ИСХОДНЫЙ ТЕКСТ:

***

- 345 -

Народ

 

Моя бригада. — Плотник Леша Максимов. — Жена бригадира. —

Волосатики, женщина в берлоге и сглаз. — Чему меня научила ссылка

 

Итак, я работал в плотницкой бригаде. Коллеги относились ко мне хорошо. В самом начале моей плотницкой деятельности ко мне подошел коренастый человек, лет на десять старше меня, Иван Григорьев. «Тут сидят за разное. Ну, миллион схватить — я еще понимаю, а ты-то за что сел?» Очень осторожно (а вдруг провокация?) я начал объяснять про нашу деятельность: «Писали мы, что нет справедливости». Иван удивился: «А вы думали, что без вас этого никто не знает?» Ваня покровительствовал мне во все время ссылки. Отгонял от комля бревна («Дай мне, ты вот вершину бери»), помогал копать ямы, когда я отставал от остальных. Однажды нашел халтуру выгодную и нетяжелую — выкопать бабке погреб. «Ваня, а ты почему не берешься?» — «Я дома, обойдусь, а ты здесь в ссылке, да и заработать я могу побольше тебя».

***

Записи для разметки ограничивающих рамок
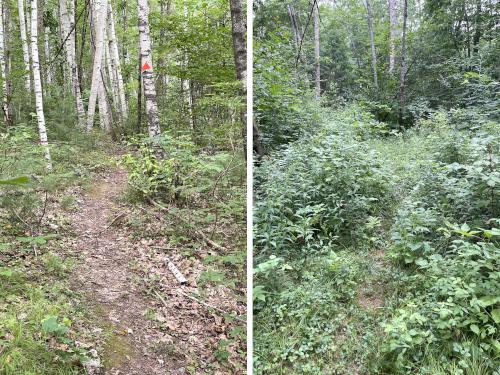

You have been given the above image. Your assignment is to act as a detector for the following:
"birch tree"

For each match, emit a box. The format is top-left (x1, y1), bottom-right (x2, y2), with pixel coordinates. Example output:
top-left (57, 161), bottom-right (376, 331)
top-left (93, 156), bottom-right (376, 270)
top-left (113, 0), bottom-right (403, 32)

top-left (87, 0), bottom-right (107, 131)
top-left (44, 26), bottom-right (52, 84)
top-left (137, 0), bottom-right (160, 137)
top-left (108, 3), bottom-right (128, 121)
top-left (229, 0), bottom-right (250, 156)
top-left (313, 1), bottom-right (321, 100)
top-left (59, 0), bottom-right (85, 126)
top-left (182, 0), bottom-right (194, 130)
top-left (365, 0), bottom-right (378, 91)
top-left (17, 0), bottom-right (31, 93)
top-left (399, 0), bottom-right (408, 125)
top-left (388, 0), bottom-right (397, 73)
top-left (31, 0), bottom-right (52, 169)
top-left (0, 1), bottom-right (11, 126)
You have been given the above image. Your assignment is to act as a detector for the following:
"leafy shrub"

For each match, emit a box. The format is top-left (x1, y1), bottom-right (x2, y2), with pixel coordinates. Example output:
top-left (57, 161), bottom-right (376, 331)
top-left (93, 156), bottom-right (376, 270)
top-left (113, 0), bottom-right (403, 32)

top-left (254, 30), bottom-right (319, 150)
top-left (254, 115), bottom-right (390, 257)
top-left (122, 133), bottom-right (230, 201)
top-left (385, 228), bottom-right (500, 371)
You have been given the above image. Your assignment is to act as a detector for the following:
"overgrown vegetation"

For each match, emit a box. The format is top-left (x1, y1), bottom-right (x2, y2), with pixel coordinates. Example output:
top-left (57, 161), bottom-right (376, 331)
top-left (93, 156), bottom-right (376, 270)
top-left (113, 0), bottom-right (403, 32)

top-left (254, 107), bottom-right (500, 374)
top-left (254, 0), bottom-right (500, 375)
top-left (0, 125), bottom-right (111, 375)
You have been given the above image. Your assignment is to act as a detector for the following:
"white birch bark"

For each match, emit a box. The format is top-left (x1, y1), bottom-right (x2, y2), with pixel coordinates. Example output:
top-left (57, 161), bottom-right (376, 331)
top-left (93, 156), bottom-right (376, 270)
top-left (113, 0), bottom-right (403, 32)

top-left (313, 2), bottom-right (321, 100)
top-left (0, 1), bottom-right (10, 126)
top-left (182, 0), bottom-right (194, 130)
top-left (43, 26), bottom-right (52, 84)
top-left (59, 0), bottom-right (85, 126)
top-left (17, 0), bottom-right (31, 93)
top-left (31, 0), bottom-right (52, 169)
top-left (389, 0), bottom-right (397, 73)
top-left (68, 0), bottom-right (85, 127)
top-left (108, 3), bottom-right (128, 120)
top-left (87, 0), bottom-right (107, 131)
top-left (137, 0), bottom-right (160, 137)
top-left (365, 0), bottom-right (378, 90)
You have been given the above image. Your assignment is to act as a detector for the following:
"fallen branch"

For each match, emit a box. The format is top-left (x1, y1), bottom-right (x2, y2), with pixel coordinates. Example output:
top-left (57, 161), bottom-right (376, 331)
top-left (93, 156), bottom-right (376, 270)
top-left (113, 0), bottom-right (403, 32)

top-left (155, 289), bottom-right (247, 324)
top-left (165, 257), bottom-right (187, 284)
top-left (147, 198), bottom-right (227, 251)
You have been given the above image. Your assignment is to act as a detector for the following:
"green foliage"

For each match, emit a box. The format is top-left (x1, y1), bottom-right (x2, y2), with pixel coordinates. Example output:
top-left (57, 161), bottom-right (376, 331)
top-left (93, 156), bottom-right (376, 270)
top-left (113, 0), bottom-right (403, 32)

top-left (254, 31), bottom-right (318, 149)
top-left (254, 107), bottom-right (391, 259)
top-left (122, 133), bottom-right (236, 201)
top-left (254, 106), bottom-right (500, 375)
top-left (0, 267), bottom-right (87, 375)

***

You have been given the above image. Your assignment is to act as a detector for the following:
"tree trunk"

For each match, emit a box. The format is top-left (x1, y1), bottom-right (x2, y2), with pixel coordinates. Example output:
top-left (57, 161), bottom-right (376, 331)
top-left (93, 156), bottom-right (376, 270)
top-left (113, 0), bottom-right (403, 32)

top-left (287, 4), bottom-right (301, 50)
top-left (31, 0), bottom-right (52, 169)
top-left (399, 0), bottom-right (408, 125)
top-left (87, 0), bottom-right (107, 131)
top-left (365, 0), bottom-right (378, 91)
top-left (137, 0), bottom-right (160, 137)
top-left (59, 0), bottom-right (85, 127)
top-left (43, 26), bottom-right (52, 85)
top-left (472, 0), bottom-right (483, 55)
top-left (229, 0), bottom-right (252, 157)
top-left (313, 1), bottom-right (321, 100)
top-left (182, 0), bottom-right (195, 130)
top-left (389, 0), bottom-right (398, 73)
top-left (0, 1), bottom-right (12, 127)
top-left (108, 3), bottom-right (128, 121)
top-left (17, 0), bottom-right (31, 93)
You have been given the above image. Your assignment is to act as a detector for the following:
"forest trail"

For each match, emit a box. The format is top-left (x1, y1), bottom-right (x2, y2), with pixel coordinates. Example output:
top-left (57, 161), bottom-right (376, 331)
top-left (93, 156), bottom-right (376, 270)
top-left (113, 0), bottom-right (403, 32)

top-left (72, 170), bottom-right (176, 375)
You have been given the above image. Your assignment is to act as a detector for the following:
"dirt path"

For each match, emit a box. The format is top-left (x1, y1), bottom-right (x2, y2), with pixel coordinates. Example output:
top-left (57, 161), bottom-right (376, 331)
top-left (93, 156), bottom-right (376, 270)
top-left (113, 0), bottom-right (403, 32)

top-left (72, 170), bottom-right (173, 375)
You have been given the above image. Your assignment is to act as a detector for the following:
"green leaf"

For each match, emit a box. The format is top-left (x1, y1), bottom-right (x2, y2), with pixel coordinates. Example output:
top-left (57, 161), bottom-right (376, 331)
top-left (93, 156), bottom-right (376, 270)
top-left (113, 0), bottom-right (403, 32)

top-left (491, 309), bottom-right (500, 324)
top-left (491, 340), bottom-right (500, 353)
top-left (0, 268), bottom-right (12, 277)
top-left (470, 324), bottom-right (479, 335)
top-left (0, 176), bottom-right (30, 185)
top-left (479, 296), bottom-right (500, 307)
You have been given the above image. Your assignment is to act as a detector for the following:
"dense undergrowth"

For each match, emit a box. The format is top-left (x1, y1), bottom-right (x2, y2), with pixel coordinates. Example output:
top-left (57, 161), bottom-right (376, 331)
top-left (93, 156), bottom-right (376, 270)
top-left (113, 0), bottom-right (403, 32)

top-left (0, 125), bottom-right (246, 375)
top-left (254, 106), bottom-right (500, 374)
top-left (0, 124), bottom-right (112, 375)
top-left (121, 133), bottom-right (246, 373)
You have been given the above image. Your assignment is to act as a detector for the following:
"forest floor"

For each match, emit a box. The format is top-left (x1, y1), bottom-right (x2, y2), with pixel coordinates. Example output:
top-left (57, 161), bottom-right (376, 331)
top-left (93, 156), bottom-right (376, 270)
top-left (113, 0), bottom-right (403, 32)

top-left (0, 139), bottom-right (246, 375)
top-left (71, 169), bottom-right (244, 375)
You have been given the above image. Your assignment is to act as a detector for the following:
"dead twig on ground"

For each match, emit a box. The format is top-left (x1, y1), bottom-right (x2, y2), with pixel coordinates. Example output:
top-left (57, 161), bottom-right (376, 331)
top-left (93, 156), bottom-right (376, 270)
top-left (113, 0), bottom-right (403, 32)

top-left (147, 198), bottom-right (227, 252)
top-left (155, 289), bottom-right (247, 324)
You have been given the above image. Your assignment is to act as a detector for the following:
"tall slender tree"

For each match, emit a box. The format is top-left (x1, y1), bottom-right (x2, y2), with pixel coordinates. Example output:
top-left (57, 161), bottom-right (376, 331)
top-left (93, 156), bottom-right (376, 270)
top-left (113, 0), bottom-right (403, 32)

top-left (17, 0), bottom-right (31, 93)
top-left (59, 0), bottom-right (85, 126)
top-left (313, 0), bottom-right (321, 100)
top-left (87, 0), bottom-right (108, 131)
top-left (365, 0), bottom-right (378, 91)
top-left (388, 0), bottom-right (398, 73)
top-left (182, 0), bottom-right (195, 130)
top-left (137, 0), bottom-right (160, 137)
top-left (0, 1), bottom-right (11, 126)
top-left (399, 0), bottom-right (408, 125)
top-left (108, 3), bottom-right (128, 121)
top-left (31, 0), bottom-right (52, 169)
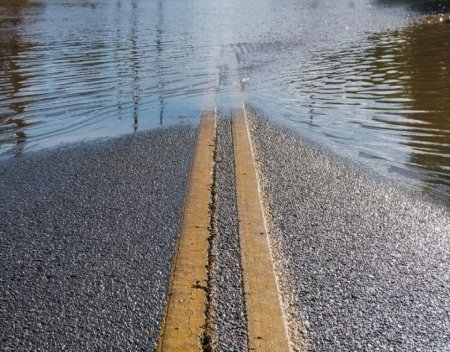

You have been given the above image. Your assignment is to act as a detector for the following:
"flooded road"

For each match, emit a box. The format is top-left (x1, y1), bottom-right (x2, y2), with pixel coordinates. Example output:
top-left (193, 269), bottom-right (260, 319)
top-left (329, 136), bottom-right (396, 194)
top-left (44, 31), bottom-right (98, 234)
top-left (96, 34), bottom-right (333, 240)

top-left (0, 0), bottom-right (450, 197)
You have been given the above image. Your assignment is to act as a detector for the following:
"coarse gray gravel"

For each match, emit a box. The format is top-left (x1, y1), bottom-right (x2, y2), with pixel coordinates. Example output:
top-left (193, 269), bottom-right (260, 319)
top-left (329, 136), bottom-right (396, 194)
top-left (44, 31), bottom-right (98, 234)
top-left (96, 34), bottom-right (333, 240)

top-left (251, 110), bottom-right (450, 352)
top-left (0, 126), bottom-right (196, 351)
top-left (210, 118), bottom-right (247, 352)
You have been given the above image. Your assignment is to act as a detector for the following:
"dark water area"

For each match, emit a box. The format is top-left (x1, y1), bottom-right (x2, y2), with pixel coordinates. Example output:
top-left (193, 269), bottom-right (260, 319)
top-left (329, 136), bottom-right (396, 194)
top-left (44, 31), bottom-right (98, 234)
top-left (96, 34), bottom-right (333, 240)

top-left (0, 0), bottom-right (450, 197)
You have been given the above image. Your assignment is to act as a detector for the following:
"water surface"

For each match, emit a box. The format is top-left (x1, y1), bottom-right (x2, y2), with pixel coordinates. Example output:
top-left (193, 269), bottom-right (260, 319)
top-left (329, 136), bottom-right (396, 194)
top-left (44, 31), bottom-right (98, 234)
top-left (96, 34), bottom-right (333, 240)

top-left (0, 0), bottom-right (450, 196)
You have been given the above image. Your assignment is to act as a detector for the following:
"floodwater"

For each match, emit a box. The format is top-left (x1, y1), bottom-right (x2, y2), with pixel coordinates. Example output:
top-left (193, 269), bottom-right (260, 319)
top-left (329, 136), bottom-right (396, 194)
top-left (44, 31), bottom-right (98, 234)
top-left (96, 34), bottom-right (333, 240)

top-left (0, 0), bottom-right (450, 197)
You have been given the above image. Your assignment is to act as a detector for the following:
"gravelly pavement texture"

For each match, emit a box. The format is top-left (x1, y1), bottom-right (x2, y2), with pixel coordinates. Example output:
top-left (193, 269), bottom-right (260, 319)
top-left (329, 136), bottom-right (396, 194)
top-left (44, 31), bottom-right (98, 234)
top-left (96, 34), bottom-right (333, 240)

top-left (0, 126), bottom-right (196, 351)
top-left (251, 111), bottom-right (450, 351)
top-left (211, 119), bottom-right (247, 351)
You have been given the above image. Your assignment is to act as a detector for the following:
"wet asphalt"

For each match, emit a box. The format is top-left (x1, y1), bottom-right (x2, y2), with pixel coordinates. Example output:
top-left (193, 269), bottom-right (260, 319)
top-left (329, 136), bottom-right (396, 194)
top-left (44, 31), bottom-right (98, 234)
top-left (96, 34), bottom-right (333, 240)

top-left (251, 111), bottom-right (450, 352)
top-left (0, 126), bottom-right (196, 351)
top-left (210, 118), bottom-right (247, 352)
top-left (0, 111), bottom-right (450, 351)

***

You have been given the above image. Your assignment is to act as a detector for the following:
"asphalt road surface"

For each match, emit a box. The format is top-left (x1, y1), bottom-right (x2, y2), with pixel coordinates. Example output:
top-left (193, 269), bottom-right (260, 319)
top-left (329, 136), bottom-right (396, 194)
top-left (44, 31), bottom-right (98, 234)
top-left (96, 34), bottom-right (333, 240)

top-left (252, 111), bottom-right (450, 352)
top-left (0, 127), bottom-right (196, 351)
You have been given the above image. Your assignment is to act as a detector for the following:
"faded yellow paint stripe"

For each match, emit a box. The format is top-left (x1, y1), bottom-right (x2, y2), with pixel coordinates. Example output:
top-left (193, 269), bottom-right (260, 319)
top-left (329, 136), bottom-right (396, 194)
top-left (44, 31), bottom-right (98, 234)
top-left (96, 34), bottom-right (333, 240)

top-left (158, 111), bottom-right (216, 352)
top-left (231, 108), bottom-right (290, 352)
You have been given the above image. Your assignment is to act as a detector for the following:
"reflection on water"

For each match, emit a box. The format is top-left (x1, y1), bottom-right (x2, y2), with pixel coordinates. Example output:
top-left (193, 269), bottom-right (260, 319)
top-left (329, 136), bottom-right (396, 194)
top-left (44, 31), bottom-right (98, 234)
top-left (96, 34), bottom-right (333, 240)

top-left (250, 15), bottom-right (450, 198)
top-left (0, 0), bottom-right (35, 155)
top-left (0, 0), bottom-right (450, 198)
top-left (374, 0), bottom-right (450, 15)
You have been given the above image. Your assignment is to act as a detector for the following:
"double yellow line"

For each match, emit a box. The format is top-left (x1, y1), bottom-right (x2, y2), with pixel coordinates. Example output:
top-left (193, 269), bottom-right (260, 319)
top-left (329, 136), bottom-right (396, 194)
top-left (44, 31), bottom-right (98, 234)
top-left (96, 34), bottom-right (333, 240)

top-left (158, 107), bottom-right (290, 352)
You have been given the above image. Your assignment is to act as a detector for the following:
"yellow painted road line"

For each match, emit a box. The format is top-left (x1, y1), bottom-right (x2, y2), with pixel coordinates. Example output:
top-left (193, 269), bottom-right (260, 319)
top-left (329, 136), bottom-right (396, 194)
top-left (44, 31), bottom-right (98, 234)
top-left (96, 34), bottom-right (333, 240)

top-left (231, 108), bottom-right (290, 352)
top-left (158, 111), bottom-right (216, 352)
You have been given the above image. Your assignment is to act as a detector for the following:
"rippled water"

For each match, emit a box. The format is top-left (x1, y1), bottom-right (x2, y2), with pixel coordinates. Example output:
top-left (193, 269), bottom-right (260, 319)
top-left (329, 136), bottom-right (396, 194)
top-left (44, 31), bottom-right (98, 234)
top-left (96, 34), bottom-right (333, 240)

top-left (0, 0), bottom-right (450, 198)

***

ТРЕБОВАНИЯ К УПРАЖНЕНИЮ:
**a)** Какую выгодную и нетяжелую халтуру однажды нашел Иван Григорьев, согласно тексту о плотницкой бригаде?
**b)** Найдите в листинге все строки, где встречается слово «yellow», учитывая регистр, и выпишите их.
Текст и листинг никак не связаны друг с другом.

РЕЗУЛЬТАТЫ ПО ПОРЯДКУ:
**a)** Выкопать бабке погреб.

**b)**
"faded yellow paint stripe"
"double yellow line"
"yellow painted road line"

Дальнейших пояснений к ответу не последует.